Each entry in the listing below should be restated word for word.

Annotated coordinate records
-------------------------

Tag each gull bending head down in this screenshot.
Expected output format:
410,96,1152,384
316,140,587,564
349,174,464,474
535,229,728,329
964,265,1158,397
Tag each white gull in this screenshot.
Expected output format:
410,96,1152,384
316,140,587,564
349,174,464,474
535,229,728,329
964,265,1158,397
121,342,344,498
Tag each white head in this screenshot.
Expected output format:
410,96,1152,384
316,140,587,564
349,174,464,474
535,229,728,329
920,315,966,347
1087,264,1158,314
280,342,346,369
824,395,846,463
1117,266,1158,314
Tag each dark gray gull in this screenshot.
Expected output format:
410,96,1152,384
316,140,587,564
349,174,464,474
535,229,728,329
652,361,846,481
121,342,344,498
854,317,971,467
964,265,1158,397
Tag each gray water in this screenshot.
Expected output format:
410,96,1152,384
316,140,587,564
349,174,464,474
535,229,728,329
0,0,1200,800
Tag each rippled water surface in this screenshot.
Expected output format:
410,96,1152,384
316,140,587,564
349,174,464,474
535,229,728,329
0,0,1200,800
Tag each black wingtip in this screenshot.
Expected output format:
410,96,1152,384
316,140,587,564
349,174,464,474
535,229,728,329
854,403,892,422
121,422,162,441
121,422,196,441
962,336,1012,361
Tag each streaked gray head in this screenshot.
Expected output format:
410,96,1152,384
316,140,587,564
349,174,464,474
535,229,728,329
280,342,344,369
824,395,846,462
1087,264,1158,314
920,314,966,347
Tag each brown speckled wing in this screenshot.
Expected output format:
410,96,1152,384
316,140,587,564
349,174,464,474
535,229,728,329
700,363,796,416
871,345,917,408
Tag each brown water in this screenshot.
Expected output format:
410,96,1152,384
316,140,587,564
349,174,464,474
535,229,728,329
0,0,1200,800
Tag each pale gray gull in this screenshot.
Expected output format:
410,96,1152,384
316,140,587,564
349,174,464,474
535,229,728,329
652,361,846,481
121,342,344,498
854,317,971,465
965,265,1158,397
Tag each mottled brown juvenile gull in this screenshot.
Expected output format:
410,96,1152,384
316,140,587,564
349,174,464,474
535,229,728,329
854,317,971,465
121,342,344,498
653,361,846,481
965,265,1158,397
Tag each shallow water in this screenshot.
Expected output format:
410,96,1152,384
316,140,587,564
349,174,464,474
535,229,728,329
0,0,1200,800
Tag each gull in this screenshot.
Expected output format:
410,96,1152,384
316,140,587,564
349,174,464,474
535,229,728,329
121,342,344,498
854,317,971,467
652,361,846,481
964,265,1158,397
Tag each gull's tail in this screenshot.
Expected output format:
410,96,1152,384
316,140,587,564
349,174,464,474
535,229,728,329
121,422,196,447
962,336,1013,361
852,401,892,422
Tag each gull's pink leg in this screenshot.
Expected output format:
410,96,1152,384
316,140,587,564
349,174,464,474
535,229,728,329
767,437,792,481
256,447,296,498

-------------------------

## ANSWER FOR THIS EXERCISE
Tag each gull bending head down in this screenshot.
Expected output format:
410,96,1152,384
316,140,587,564
349,174,464,474
535,229,728,329
964,265,1158,397
Tag each white gull in this screenshot.
Expected output format:
410,96,1152,384
316,140,587,564
349,174,464,474
535,229,728,329
964,265,1158,397
121,342,344,498
Tag each white head in this screenshot.
Expected output format:
410,96,1152,384
316,140,587,564
349,174,464,474
535,229,728,329
920,315,966,347
1087,264,1158,314
280,342,346,369
824,395,846,463
1117,266,1158,314
Tag each dark gray gull in this screenshot.
Expected output format:
410,96,1152,384
316,140,587,564
349,174,464,474
535,229,728,329
652,361,846,481
121,342,344,498
854,317,971,467
964,265,1158,397
Tag each gray water in this screenshot.
Expected output format:
410,96,1152,384
316,140,587,564
349,174,464,474
535,229,728,329
0,0,1200,800
Tag each rippled water surface in this screenshot.
Expected output format:
410,96,1152,384
316,140,587,564
349,174,464,474
535,229,728,329
0,0,1200,800
Tag each black wingtip in this screenshot.
Expected output format:
410,96,1152,384
316,140,587,564
349,174,464,474
535,229,728,329
854,403,892,422
121,422,162,441
121,422,196,441
962,336,1012,361
Tag each streaked gray head in this screenshot.
Expected output format:
410,96,1152,384
316,140,587,564
349,174,464,474
535,229,728,329
280,342,344,369
824,395,846,462
1087,264,1158,314
920,314,966,347
Tag each brown speckled wing in this screenshot.
Expected output format:
410,96,1152,384
316,140,587,564
349,174,464,474
535,229,728,329
700,363,796,416
871,345,917,408
Tag each brown water in this screenshot.
Expected output format:
410,96,1152,384
316,140,587,564
349,174,464,474
535,229,728,329
0,0,1200,800
Tag each pale gray gull in this screenshot.
Expected output format:
410,96,1152,384
316,140,587,564
349,174,464,474
535,229,728,329
652,361,846,481
121,342,344,498
854,317,971,465
965,265,1158,397
Tag each mottled brown juvenile gull in this screenshot.
Expected output format:
410,96,1152,384
316,140,587,564
349,174,464,474
535,229,728,329
854,317,971,465
121,342,344,498
653,361,846,481
965,265,1158,397
Tag each shallow water in this screenshot.
Expected output format:
410,96,1152,384
316,140,587,564
349,174,464,474
535,229,728,329
0,0,1200,800
Tag each gull in this screenshot.
Expected output format:
410,96,1152,384
316,140,587,564
349,174,464,474
535,229,728,329
121,342,344,498
854,317,971,467
652,361,846,481
964,265,1158,397
Tag each gull's tail in this screenshot.
Expected output format:
410,96,1152,384
316,140,587,564
349,174,464,474
535,229,728,329
121,422,196,447
962,336,1013,361
852,401,892,422
Tag each gull's pink leg in this screenshot.
Expected output format:
410,96,1152,384
316,140,587,564
349,174,464,474
535,229,728,329
767,437,792,481
256,447,296,498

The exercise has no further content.